• **What you are asked to do**: Copy all lines below containing "object".
--- START ---
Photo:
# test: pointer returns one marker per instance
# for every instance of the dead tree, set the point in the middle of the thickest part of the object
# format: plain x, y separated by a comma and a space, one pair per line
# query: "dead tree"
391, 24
--- END ---
--- START ---
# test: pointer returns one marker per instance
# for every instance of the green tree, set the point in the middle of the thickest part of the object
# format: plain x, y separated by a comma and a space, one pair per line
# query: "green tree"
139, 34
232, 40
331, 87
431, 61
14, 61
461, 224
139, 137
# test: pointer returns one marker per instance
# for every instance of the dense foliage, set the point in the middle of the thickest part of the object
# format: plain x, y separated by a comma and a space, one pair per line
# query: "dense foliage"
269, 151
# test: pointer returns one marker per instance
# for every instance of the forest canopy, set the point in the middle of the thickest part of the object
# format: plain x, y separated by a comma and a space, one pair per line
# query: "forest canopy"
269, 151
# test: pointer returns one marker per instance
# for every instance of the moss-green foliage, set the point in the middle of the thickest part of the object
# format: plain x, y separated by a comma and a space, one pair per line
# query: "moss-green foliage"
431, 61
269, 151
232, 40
--- END ---
• **Exercise answer**:
# for every instance of the dead tree, set the point in the middle of the thickest part of the object
# for every instance of the green tree, set the point in the middle of the thickest part of the object
# for every instance of the dense foliage, set the point in the middle of the thickest part of the object
# for every instance of the forest canopy, set the point in the middle of the thickest part of the object
# for every instance of the moss-green foliage, set the point in the middle of the thickest part of the object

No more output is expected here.